#### Texte extrait ####

Claude Goasguen. – Cette décision gouvernementale est, en effet, une sorte de faux nez qui, à terme, reviendra à la régularisation et à l’acceptation sur notre territoire de toutes les personnes en situation irrégulière, présentes et à venir. Le dire serait une position plus claire, un choix politique courageux, qui permettrait de ne pas perpétuer des situations de détresse des futurs clandestins. Lionel Jospin et Jean-Pierre Chevènement nous mènent en bateau depuis un an, avec doigté et habileté, faisant croire à l’exécution rigide des mesures d’expulsion, alors que la réalité est parfaitement laxiste. Ils sont en train de céder à l’aile gauche de la majorité.

Le Figaro. La commission consultative n’est-elle pas censée éviter la régularisation massive des 70 000 personnes « restées sur le carreau » ?

Claude Goasguen. – Elle est au contraire l’aboutissement des contradictions du gouvernement, qui dit à droite qu’on ne va pas les régulariser, tout en affirmant à gauche qu’on ne va pas les expulser. On a donc inventé une nouvelle étape, qui s’ajoute aux autres. La première fut la circulaire concernant les critères de régularisation des 145 000 personnes qui en avaient fait la demande. Parmi elles, 70 000 se sont trouvées régularisées de façon discrétionnaire, et donc illégale. L’administration et les défenseurs des sans-papiers l’ont d’ailleurs dénoncé. Ensuite, la loi sur l’immigration fut présentée par le ministre de l’Intérieur comme une loi restrictive, alors qu’elle apportera une dérégularisation supplémentaire et un nouvel afflux d’immigrés à terme.

Le Figaro. Totale contradiction

Claude Goasguen. – Enfin, le discours de Jean-Pierre Chevènement vient en totale contradiction avec celui de Lionel Jospin, qui s’engageait déjà l’an dernier à Bamako à supprimer les charters. Cela signifie que toute personne en situation irrégulière ne sera pas expulsée. La question de l’exécution des décisions se heurte à cet état de fait : la régularisation a été présentée comme un droit par le gouvernement.

Le Figaro. Comment voyez-vous la suite des événements ?

Claude Goasguen. – Comme une supercherie. La commission Galabert évoluera, comme les procédures des 70 000 dossiers acceptés dans un premier temps, dans un premier temps, dans l’arbitraire. Elle en régularisera 30 000 autres. À terme, cela reviendra à légaliser tout le monde. Donc, les immigrants potentiels, s’apercevant que les lois ne sont pas appliquées dans notre pays, sont en droit d’être tentés d’entrer dans une France qui peut encore apparaître comme une terre d’accueil.

Le Figaro. Beaucoup dénoncent l’absence d’aide au retour dans ces procédures...

Claude Goasguen. – Le gouvernement a proposé des bourses, qui est dérisoire, car dans beaucoup de pays d’origine la corruption est reine et le pécule ramené par les expulsés risquerait de fondre à la frontière. La politique d’aide au retour nécessiterait l’acceptation des gouvernements des pays concernés. On ne peut régler cette question qu’à Bamako, Pékin ou Ankara, avec des accords bilatéraux. C’est un sujet de coopération. Or le ministère de la Coopération a été supprimé. Philippe Séguin avait mis au point en 1986 un système très intelligent en la matière. Mais, aujourd’hui, il n’y a pas de politique du tout, seulement des discours habiles.

#### Données de l'exercice ####

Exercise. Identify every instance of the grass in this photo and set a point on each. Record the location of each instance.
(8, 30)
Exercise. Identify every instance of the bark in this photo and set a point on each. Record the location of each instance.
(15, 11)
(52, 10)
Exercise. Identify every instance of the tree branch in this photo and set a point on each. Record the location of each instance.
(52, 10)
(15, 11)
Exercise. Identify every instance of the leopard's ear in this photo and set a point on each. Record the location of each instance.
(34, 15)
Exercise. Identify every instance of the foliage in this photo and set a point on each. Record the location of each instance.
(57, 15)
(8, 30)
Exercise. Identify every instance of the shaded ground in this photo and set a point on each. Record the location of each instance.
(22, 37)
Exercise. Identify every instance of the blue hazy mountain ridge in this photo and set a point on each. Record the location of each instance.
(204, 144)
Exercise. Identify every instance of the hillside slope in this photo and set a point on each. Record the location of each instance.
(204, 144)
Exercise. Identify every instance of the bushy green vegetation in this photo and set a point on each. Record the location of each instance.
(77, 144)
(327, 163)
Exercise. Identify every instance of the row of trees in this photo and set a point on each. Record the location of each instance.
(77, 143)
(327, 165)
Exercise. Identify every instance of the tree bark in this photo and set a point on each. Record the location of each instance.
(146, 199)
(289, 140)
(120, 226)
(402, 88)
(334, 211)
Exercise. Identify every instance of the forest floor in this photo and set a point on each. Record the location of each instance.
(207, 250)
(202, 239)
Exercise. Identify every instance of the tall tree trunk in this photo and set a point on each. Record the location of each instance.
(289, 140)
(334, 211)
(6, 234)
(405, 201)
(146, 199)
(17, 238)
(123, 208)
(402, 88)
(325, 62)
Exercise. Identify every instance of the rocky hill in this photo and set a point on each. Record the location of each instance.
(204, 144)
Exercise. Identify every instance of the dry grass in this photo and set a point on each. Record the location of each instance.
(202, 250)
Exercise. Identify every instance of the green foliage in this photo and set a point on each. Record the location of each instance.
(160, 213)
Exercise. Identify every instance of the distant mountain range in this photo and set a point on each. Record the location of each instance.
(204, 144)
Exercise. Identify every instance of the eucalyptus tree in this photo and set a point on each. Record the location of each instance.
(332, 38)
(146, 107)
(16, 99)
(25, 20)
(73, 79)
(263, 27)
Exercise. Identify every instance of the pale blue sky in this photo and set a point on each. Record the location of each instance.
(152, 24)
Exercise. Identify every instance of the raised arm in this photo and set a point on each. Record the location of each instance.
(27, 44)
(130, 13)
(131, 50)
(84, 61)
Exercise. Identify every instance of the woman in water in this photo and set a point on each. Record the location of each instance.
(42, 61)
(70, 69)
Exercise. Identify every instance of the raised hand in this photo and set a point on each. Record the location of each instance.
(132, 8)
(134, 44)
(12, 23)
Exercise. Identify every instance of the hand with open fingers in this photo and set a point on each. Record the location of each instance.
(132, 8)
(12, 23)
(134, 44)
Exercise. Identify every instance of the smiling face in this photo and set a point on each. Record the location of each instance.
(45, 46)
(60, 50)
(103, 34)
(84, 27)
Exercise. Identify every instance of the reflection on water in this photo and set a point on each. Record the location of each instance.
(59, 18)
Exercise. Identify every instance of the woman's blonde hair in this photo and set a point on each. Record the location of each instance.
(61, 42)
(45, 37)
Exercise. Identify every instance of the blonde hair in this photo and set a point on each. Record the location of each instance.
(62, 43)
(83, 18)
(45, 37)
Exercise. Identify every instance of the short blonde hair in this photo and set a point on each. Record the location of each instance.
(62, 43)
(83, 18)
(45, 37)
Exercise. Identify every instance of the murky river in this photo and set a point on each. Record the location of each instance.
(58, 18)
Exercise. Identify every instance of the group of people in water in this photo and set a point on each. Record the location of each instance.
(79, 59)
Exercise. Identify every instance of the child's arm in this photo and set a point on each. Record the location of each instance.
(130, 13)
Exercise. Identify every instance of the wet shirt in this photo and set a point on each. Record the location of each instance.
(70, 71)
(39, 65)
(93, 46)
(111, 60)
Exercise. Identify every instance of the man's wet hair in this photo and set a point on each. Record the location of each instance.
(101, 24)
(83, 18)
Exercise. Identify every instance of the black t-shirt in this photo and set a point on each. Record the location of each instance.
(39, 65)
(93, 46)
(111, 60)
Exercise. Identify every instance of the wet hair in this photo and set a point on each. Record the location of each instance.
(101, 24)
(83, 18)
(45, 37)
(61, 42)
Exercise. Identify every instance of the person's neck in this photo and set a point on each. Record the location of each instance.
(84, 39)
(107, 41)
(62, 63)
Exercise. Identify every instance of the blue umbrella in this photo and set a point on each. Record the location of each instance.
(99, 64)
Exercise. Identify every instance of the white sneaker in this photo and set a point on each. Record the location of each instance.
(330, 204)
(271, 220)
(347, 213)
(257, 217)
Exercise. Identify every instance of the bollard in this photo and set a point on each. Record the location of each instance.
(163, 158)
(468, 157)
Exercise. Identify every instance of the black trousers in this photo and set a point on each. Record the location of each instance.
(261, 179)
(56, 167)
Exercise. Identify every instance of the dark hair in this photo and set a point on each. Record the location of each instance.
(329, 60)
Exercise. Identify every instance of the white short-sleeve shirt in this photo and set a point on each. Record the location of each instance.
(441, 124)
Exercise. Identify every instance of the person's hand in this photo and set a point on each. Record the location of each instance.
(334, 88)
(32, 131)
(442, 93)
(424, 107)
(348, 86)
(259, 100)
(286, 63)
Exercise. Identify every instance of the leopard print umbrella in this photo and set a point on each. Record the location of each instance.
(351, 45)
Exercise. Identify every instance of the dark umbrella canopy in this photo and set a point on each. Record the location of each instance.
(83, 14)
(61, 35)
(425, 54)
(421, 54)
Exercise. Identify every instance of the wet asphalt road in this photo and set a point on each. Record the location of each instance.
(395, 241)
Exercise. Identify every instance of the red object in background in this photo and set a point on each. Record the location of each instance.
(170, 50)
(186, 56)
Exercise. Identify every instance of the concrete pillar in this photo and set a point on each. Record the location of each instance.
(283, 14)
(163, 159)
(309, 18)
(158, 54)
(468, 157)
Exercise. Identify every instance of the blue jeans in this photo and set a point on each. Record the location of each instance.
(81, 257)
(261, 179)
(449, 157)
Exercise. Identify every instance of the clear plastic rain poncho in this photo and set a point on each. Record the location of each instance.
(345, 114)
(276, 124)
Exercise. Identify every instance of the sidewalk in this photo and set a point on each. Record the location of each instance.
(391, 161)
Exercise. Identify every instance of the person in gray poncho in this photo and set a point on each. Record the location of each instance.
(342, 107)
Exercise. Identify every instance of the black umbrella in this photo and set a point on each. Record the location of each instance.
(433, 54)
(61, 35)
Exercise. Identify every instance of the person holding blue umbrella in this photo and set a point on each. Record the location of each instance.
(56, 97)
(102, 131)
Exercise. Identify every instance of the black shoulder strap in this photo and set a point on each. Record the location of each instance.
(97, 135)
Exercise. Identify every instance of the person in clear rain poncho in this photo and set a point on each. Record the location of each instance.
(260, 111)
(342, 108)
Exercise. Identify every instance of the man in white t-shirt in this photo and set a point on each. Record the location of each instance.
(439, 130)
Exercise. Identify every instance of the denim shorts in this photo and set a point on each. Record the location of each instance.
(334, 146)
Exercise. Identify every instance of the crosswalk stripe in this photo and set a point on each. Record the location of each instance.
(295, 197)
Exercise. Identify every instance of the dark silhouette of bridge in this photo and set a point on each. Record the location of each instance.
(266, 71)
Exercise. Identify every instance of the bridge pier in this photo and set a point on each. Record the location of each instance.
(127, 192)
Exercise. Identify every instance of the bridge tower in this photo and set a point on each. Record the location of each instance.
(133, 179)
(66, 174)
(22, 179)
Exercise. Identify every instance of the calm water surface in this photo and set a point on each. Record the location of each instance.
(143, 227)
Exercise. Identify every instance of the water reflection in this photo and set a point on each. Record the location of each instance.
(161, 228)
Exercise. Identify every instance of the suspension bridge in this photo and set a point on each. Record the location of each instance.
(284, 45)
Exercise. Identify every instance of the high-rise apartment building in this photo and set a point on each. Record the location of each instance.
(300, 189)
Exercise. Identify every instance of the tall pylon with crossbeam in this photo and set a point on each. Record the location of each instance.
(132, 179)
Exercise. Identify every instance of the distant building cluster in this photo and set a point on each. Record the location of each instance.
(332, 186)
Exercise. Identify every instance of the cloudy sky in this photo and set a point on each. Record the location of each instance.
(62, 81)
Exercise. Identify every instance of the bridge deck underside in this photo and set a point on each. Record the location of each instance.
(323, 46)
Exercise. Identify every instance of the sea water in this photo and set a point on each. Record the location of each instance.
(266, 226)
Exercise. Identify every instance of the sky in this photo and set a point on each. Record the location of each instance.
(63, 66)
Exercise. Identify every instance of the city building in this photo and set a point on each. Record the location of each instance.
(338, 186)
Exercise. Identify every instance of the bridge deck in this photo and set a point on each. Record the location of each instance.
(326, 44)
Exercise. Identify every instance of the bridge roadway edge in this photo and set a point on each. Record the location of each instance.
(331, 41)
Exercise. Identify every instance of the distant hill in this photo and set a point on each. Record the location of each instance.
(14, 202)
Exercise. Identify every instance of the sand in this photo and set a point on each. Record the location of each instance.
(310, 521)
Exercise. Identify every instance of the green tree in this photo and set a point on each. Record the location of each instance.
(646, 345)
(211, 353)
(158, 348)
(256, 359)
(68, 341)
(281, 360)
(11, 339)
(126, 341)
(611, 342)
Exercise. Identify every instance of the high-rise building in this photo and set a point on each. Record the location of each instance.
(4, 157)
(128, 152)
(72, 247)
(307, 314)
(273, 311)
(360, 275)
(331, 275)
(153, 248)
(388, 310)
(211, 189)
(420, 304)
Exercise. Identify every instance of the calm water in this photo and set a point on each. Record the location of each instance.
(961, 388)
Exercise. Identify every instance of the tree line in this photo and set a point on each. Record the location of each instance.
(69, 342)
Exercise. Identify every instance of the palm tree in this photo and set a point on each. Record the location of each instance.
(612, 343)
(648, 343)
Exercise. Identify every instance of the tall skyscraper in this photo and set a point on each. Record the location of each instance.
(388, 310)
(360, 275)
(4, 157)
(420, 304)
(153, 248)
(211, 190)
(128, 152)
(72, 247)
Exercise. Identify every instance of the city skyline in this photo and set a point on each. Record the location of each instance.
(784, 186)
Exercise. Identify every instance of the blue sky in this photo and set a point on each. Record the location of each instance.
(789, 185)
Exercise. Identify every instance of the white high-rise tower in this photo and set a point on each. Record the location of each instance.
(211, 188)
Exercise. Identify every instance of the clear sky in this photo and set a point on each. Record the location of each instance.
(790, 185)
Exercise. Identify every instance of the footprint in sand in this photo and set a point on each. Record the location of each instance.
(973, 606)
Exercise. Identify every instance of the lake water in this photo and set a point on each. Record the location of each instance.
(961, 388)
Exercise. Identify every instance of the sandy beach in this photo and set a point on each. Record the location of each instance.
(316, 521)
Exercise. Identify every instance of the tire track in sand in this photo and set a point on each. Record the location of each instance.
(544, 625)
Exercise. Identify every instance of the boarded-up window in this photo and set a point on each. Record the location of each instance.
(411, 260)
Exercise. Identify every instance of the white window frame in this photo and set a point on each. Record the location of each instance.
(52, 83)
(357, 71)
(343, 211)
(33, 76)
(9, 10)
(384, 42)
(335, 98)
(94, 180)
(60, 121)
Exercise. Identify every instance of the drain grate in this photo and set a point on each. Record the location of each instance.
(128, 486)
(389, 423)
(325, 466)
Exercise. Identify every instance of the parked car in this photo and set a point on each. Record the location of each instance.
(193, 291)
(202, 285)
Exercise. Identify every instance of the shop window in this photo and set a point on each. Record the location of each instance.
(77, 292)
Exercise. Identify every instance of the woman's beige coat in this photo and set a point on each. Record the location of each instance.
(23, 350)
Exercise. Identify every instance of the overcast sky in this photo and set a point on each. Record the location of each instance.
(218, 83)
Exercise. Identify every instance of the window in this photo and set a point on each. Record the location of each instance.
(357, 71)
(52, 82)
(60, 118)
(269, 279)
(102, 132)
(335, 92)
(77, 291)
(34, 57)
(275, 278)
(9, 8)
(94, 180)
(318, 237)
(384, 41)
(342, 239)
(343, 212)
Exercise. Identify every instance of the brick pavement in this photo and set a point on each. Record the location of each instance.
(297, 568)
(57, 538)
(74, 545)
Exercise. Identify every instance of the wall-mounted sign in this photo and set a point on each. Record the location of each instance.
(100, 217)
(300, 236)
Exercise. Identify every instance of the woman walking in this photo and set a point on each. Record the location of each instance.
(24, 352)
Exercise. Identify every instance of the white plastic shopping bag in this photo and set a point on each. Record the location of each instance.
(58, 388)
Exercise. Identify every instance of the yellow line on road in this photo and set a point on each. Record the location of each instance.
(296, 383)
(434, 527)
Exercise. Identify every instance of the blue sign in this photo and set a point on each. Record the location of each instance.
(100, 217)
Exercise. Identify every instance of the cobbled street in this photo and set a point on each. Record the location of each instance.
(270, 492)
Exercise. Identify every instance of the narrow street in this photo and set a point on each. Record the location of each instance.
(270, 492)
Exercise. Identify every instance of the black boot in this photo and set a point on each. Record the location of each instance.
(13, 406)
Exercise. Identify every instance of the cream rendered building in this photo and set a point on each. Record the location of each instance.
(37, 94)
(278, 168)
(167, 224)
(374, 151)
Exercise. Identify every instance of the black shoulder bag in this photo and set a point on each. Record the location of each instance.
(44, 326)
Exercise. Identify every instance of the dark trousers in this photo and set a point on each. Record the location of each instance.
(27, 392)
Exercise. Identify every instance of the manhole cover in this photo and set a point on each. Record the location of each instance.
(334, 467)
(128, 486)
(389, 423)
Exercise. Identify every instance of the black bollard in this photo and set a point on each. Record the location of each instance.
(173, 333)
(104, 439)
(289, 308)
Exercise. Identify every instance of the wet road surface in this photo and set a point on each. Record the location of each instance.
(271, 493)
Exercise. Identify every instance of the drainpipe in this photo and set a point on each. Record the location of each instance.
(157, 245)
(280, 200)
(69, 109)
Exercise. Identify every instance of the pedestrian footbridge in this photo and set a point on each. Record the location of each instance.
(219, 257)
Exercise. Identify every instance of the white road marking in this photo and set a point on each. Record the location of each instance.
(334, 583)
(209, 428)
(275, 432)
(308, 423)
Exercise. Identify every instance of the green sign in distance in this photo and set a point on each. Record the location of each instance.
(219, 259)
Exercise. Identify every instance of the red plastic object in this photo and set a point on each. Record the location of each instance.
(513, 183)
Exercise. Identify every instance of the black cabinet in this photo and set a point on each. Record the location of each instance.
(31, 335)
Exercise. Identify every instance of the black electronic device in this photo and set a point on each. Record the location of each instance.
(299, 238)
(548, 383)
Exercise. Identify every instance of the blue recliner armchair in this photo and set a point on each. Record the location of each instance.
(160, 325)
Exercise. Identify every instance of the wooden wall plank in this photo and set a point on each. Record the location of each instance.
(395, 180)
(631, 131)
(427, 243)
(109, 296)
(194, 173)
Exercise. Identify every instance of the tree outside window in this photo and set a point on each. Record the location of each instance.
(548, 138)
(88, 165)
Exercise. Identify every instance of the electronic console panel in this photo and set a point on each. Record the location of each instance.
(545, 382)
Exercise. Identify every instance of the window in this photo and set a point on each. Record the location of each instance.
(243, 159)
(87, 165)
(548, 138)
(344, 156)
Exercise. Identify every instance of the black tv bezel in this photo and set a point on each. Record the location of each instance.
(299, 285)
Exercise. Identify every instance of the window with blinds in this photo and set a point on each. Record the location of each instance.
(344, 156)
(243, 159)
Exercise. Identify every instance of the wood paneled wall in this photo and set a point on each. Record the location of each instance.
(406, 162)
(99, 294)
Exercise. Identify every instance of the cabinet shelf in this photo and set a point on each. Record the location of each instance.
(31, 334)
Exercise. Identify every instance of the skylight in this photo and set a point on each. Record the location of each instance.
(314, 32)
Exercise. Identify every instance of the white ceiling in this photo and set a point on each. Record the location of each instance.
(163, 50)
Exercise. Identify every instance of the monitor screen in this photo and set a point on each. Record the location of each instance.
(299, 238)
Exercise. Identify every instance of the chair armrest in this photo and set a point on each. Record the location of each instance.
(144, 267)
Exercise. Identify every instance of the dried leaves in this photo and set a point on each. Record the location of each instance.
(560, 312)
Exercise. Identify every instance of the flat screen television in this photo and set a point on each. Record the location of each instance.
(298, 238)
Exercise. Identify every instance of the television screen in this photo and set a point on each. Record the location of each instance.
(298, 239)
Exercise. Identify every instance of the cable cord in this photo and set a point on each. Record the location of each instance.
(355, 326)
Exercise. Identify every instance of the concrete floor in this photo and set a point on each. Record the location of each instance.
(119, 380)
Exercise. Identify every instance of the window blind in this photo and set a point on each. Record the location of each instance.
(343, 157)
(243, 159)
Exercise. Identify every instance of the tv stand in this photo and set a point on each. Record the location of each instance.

####

**Série d'exercices**
[1] Résumez en deux phrases le texte sur la régularisation.
[2] Extrayez du texte sur la régularisation tout le passage qui va de « Claude Goasguen. – Le » jusqu'à « des discours habiles. ».

**Réponses dans l'ordre**
[1] Claude Goasguen estime que la décision gouvernementale reviendra à terme à régulariser toutes les personnes en situation irrégulière. Il reproche à Lionel Jospin et Jean-Pierre Chevènement de faire croire à une exécution rigide des expulsions alors que la réalité est laxiste, juge dérisoires les bourses d'aide au retour et affirme qu'il n'existe aujourd'hui aucune politique en la matière.

[2]
Claude Goasguen. – Le gouvernement a proposé des bourses, qui est dérisoire, car dans beaucoup de pays d’origine la corruption est reine et le pécule ramené par les expulsés risquerait de fondre à la frontière. La politique d’aide au retour nécessiterait l’acceptation des gouvernements des pays concernés. On ne peut régler cette question qu’à Bamako, Pékin ou Ankara, avec des accords bilatéraux. C’est un sujet de coopération. Or le ministère de la Coopération a été supprimé. Philippe Séguin avait mis au point en 1986 un système très intelligent en la matière. Mais, aujourd’hui, il n’y a pas de politique du tout, seulement des discours habiles.